=== Texto para leer ===
● ● ● ● ●

(II) La antesala de la transición

Ilustración de cabecera: Entierro de los abogados laboralistas asesinados en Atocha en 1977. Fuente: Alternativa Socialista.

En el capítulo anterior resaltaba la ausencia de revoluciones exitosas en España – ni industriales, ni políticas – a lo largo de los dos siglos que conformaron la Europa de los Estados-Nación. Dejé el artículo en el franquismo, de modo que tampoco tendría ahora mucho sentido hablar de la época dorada de la economía en Occidente, los años que transcurrieron desde la segunda guerra mundial hasta 1973. Le echaremos un rápido vistazo en un próximo artículo.

Para esta segunda parte, empezaré precisamente en ese año, en el que se inicia una devastadora crisis económica en todo el mundo, mientras en España se empieza a entrever que el franquismo podría no sobrevivir a Franco.

La consecuencia es que la revolución conservadora que se proyecta desde Gran Bretaña y EEUU – de la que hablaré en el siguiente post – nos pilla en el preciso momento en que estamos descubriendo qué es eso de la democracia, y alucinando con lo que nos habíamos perdido.

Estábamos, pues, distraídos, y quizás por esta razón no fuimos conscientes del cambio global en la concepción cultural de la política, de modo que, para cuando nos dimos cuenta, ya era tarde.

Antes de entrar en materia, planteo las preguntas que corresponden a este período: ¿en qué contexto sucedió la Transición? ¿Pudo ocurrir de otra forma?

Momentos previos a la Transición.

Desde que se inicia el llamado desarrollismo de los gobiernos tecnocráticos del franquismo, se intensifican las protestas obreras. No es un tópico, ni una exageración: mientras entre 1963 y 1967 las acciones colectivas de carácter político no superaban el 5% del total, a partir de 1967 tuvieron este carácter más del 45%[i].

Otro tanto ocurría en las universidades públicas españolas, en el que los incidentes – huelgas estudiantiles, cierre de universidades, represión del alumnado, profesores expulsados de sus cátedras – ocurrían cada vez con mayor frecuencia[ii].

● ● ● ● ●

=== Extracto del conjunto de datos ===
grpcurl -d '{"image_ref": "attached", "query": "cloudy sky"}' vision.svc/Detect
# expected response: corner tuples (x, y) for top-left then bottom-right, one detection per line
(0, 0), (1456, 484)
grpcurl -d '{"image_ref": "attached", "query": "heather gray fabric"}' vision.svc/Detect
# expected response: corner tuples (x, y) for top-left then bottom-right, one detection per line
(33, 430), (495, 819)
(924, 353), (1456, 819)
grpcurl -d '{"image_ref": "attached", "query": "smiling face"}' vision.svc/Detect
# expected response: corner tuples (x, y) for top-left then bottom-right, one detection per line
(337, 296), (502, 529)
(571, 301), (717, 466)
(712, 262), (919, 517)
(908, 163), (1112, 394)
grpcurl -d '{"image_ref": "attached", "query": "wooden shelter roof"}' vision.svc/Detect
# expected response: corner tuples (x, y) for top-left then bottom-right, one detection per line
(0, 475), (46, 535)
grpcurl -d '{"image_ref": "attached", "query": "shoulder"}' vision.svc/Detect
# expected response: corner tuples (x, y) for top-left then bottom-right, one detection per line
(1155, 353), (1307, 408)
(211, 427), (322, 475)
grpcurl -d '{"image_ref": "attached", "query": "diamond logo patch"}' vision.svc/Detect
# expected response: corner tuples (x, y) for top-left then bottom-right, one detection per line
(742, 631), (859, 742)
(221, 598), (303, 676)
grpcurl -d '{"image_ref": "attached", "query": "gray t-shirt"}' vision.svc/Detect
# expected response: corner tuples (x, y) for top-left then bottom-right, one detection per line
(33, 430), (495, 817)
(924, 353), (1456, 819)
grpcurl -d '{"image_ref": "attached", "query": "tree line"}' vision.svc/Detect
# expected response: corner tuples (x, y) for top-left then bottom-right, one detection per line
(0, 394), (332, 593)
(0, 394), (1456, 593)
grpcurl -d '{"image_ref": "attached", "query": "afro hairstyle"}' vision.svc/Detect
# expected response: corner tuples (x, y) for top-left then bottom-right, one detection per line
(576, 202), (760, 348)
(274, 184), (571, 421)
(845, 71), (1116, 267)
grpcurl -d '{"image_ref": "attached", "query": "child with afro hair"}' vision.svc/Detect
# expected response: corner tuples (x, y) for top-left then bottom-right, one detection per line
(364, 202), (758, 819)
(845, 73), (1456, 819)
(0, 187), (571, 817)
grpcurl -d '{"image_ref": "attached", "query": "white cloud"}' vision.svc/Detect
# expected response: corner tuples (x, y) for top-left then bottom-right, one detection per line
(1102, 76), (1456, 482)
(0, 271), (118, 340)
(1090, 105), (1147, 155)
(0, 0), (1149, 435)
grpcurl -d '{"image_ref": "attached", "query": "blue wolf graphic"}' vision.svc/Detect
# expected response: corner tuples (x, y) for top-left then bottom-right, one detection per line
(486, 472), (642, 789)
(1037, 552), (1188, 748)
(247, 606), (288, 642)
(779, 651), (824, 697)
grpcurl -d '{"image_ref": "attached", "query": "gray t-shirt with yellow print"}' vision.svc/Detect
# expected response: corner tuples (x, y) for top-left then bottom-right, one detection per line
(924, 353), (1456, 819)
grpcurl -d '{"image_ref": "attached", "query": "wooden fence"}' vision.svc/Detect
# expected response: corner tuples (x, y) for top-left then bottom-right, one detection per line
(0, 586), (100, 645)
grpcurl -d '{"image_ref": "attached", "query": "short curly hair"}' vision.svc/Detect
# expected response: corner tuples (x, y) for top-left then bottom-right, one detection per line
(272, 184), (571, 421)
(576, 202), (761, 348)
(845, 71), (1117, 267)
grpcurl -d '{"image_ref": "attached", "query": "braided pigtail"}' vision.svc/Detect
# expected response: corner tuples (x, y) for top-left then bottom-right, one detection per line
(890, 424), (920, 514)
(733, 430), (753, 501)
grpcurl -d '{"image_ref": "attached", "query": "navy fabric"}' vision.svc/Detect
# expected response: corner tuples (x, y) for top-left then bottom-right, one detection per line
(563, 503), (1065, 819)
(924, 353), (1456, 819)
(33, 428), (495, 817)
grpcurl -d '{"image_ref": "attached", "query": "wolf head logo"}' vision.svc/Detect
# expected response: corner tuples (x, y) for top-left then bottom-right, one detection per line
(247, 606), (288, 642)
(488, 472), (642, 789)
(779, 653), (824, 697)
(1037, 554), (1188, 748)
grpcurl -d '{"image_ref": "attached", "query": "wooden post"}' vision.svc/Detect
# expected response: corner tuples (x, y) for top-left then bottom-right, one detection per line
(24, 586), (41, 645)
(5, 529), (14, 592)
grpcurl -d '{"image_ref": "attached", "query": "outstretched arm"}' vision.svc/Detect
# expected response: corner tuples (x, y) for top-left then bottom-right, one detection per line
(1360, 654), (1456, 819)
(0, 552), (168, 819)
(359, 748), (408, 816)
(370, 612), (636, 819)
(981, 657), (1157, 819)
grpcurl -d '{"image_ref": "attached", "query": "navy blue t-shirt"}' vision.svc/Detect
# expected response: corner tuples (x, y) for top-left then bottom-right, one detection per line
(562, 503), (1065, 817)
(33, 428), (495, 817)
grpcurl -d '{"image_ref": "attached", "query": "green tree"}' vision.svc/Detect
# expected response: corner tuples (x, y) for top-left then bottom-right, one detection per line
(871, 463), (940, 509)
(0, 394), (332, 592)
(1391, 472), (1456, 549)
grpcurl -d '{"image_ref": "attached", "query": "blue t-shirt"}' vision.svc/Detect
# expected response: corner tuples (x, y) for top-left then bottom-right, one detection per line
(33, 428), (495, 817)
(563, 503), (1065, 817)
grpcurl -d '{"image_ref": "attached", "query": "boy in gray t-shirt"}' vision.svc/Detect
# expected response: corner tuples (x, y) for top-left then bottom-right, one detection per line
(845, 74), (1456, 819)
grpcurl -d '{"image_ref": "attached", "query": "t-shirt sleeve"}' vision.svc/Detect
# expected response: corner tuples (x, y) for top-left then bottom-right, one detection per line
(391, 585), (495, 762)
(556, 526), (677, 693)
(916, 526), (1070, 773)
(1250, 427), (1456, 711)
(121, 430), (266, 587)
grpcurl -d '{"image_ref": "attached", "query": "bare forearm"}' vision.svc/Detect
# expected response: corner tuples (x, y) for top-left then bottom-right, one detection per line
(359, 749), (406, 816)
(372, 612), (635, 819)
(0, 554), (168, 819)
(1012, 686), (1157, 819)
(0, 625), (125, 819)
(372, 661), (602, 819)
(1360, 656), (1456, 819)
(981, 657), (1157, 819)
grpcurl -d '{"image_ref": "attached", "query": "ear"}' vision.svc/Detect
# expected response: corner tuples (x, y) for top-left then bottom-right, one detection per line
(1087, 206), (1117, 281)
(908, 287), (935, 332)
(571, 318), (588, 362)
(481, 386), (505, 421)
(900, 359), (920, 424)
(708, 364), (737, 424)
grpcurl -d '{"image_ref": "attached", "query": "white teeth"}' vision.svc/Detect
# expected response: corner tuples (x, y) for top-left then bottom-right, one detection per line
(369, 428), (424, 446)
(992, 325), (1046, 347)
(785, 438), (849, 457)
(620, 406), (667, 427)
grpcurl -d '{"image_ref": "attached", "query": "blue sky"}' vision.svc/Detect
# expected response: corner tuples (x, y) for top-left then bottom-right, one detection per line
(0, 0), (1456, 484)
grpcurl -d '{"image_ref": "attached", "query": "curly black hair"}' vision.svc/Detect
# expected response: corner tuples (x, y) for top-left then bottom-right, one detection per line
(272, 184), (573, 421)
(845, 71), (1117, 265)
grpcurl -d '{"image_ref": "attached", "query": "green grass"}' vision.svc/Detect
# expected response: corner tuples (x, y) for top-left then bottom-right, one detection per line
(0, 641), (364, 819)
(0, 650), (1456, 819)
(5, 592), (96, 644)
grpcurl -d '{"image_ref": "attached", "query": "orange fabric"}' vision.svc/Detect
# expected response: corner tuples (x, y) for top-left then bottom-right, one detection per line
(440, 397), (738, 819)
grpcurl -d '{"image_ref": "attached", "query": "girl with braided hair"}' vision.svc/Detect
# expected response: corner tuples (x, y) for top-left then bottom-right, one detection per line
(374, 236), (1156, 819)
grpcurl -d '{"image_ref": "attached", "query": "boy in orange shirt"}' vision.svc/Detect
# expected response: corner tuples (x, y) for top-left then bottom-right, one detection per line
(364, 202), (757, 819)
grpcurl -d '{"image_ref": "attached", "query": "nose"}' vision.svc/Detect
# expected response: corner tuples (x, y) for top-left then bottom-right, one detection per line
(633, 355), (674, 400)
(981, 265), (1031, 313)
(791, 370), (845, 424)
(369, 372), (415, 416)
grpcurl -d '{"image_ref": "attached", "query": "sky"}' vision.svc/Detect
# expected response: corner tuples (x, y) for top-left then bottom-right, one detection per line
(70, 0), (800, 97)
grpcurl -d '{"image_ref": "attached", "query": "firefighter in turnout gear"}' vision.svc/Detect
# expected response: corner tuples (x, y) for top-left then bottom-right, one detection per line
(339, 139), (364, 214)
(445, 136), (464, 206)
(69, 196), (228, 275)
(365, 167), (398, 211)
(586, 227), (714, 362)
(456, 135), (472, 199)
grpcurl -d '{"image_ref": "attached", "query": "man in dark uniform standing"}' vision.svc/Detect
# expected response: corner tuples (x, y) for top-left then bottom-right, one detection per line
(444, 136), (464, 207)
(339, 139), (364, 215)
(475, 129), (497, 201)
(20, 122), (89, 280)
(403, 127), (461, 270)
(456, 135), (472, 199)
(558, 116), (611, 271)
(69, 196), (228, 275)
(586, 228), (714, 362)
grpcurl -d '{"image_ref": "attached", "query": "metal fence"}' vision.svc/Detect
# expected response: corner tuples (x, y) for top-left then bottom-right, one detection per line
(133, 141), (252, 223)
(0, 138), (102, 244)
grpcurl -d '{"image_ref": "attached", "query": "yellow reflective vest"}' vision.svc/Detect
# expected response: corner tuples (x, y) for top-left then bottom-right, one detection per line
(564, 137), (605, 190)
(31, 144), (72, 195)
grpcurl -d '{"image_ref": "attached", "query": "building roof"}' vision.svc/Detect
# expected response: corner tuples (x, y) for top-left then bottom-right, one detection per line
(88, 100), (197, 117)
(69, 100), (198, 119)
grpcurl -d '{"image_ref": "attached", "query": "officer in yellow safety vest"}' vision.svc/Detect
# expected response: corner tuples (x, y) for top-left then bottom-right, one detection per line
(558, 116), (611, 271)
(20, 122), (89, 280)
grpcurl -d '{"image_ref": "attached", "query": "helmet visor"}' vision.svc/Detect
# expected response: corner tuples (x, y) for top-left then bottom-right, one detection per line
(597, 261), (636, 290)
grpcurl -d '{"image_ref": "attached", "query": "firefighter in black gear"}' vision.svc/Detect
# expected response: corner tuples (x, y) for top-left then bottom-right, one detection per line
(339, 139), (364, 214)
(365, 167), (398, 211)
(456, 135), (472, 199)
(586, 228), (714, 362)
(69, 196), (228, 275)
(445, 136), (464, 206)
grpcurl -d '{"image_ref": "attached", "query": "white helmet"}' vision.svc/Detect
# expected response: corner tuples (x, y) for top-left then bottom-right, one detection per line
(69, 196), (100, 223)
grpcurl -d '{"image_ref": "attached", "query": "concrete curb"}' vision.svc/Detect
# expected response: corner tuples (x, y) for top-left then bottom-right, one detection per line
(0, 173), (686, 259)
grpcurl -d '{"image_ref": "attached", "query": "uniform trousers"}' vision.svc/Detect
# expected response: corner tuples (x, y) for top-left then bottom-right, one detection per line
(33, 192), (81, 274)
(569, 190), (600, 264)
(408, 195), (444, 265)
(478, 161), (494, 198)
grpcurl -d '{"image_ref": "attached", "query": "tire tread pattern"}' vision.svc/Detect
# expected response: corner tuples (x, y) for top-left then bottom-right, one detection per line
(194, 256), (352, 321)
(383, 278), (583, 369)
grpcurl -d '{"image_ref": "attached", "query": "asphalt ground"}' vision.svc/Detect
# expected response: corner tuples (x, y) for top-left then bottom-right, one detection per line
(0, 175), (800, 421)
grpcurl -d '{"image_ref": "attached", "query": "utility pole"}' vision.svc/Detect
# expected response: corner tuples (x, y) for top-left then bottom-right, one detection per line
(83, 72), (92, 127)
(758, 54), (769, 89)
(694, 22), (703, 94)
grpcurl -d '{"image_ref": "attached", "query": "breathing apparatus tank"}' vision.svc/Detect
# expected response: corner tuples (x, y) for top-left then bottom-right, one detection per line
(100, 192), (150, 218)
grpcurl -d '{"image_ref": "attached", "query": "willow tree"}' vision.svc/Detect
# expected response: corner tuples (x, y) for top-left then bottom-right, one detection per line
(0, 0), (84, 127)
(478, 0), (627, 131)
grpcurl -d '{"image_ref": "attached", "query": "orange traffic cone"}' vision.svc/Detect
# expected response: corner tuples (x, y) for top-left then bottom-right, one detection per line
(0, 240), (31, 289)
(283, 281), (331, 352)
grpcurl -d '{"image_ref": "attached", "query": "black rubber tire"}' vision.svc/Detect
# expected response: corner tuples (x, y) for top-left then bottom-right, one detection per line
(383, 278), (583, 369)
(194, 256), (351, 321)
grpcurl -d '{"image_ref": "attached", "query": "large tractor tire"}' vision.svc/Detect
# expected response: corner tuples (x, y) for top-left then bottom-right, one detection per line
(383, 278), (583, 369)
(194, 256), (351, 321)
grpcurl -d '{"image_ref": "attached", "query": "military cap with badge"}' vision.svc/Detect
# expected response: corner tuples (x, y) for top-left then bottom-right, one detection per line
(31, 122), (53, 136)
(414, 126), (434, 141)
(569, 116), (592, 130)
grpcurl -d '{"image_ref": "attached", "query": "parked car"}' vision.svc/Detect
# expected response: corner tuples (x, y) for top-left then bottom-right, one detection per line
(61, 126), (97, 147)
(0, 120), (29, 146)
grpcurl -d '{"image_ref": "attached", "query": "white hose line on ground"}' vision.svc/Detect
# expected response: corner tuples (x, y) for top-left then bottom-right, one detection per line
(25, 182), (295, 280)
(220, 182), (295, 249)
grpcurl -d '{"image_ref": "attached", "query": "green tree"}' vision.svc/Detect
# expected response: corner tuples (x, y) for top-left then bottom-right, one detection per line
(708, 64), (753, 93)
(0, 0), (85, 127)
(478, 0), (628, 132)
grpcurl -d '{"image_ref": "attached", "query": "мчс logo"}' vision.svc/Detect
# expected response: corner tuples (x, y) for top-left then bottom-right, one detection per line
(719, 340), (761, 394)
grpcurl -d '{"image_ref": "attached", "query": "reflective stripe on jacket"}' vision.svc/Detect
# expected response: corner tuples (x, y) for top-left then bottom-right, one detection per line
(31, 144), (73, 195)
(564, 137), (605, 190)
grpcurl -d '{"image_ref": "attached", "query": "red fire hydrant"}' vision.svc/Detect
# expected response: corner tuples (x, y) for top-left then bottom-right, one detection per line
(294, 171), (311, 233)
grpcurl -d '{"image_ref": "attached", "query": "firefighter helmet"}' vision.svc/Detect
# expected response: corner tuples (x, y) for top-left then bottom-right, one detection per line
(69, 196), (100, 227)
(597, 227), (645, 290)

● ● ● ● ●

=== Consigna ===
Prosigue el texto sobre la antesala de la Transición justo después de su última oración.

=== Resultado de la tarea ===
Demostración sindical y homenaje a la mujer trabajadora (1975). Fuente: https://youtu.be/x_Sw7T11LoY

Ni siquiera la Iglesia Católica se mantuvo a salvo de esta erosión, empezando a escucharse voces procedentes de los llamados curas rojos[iv], para los cuales llegó a crearse una cárcel concordatoria ad hoc en Zamora. Sin olvidar ese garbanzo en el aparato nacional-católico que fue el Cardenal Tarancón.

En cuanto a estructuras como la Organización Sindical Española (OSE), el sindicato de corte fascista de obligada pertenencia para trabajadores y empresarios, sufrían la infiltración de militantes procedentes de los sindicatos prohibidos USO y CCOO, que carcomía poco a poco su estructura. Esto ocurría con el apoyo de un sector empresarial – posteriormente integrado en la CEOE[iii] – que entendía que el franquismo era una rémora para el libre desarrollo económico, y sobre todo impedía la convergencia con Europa.

Frente a estos movimientos, la respuesta de los gobiernos fue aumentar la represión[v].

Así llegamos a diciembre de 1973, cuando ETA asesina al presunto sucesor de Franco, el almirante Luis Carrero Blanco. Desde entonces todavía se producirían ejecuciones y represión sangrienta, pero por ahora creo que es tiempo de echar un vistazo a lo que ocurría muy lejos de aquí.

La guerra del Yom Kippur[vi] y sus consecuencias.

Los inicios de la cosa no parecen más que otro episodio de los enfrentamientos entre Israel y sus vecinos: durante la fiesta del Yom Kippur, el 6 de octubre de 1973, Siria y Egipto atacan los territorios ocupados por Israel en 1967. La guerra finaliza el 25 de octubre con la victoria de Israel.

Poco antes, en 1968, se había constituido la Liga de Países Árabes Exportadores de Petróleo (OPAEC). Esta organización decide disminuir su producción a razón de un 5% mensual. La consecuencia: el precio de referencia del barril de crudo se multiplicó casi por cuatro en unos pocos meses. El embargo se mantuvo hasta marzo de 1974, empeorando a partir de 1978 con la revolución iraní.

Apareció un nuevo fenómeno económico contra el que las doctrinas keynesianas, predominantes durante el período de bonanza anterior, no tenían solución desde la perspectiva monetaria: la estanflación. Una situación en la que la economía no crecía, pero existía inflación. Es decir: crece el paro, pero las autoridades reguladoras no pueden poner en marcha las máquinas de hacer billetes porque eso empeoraría la inflación, resultante de la subida del precio de la energía, y sus consecuencias sobre la economía real. Para ponernos en situación, ahora nos preocupamos cuando la inflación alcanza un 3%, pues bien: llegó al 25% en Gran Bretaña, por poner un ejemplo.

Los grandes consumidores de petróleo del mundo occidental doblaron la rodilla.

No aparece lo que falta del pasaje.